TASK INSTRUCTIONS: Only the lines from the one that contains "Objective — one marker per instance of the skyscraper" through the final line of the entries should be repeated, exactly as written.

DATA FOR THIS EXERCISE:
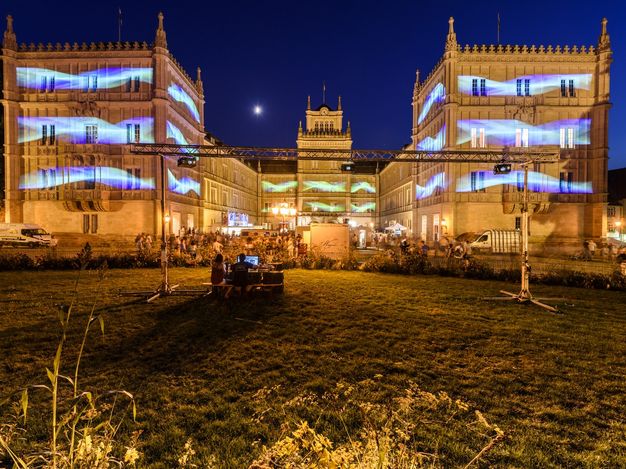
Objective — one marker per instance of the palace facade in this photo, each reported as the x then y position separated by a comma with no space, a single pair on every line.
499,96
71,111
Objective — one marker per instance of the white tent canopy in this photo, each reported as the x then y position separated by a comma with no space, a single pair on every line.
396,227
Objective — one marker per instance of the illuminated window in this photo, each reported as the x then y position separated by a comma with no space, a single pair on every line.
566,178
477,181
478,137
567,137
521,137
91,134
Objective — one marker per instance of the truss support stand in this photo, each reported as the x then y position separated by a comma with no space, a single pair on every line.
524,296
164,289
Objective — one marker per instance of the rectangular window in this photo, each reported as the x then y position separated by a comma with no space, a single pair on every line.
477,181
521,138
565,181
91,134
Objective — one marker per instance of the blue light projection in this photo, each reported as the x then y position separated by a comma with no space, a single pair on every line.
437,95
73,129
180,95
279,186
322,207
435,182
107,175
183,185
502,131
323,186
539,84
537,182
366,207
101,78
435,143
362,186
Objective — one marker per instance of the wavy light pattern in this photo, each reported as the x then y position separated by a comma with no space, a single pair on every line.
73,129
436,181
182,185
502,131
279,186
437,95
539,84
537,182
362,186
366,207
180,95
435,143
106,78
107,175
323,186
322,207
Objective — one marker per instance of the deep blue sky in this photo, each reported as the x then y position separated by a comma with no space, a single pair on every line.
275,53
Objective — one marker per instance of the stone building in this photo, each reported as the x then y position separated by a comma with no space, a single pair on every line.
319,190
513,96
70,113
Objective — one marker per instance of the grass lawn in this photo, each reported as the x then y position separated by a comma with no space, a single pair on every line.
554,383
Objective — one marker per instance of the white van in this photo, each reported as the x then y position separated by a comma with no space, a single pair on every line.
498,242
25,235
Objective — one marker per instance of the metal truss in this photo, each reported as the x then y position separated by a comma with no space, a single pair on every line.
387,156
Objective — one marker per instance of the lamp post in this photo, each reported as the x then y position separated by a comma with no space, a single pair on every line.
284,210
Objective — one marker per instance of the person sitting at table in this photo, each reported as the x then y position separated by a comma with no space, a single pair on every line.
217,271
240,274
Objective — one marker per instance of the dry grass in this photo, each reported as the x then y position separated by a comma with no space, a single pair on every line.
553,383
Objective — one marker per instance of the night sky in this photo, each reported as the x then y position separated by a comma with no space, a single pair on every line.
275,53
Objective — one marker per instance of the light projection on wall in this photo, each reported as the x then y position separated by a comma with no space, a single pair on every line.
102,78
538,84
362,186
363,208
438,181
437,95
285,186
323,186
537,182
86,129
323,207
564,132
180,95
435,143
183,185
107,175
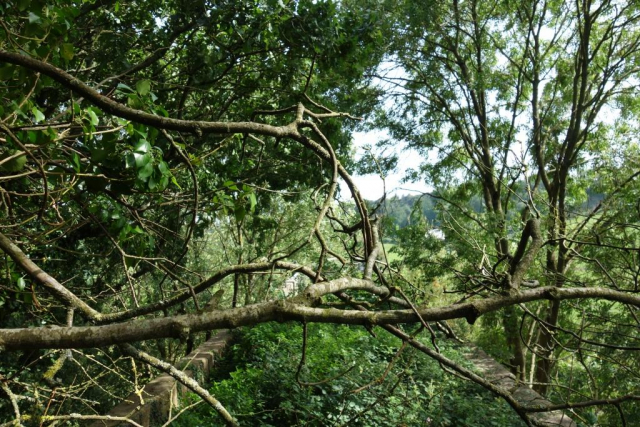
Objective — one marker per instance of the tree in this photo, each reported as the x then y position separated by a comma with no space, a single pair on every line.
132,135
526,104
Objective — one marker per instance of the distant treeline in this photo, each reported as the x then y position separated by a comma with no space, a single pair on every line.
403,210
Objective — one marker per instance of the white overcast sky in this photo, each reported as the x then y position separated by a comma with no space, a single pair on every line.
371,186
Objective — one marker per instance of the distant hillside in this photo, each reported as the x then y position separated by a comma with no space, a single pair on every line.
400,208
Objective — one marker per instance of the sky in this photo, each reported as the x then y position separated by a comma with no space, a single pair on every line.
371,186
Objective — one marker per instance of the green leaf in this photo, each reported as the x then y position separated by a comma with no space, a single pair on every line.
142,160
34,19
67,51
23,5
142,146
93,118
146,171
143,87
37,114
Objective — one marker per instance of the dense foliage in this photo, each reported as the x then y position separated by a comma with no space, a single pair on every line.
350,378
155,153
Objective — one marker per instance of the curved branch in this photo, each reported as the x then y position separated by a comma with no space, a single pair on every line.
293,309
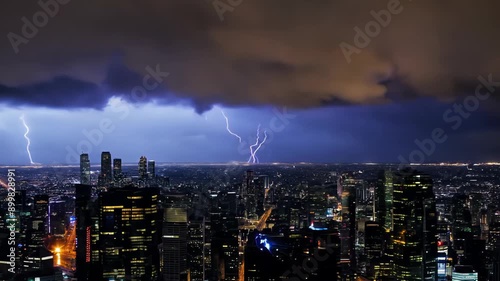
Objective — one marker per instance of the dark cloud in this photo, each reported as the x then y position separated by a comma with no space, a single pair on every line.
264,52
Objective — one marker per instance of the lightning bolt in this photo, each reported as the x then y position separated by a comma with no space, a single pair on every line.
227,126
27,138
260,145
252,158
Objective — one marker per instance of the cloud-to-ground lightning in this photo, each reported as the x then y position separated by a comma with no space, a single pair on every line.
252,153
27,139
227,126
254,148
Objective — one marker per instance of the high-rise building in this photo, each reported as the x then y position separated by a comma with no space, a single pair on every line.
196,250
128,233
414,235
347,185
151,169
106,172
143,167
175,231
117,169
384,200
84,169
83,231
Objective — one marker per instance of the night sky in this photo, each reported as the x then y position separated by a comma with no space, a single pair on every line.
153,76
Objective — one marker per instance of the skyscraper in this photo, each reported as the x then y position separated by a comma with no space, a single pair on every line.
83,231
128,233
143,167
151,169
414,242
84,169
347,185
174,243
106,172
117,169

EXERCISE RESPONSE:
Objective — one marker per instance of the skyscraper in this photo, each reported as the x then y position separated by a comma with no space, a single pair on every line.
83,231
128,233
143,167
151,169
414,242
84,169
347,185
174,243
106,172
117,169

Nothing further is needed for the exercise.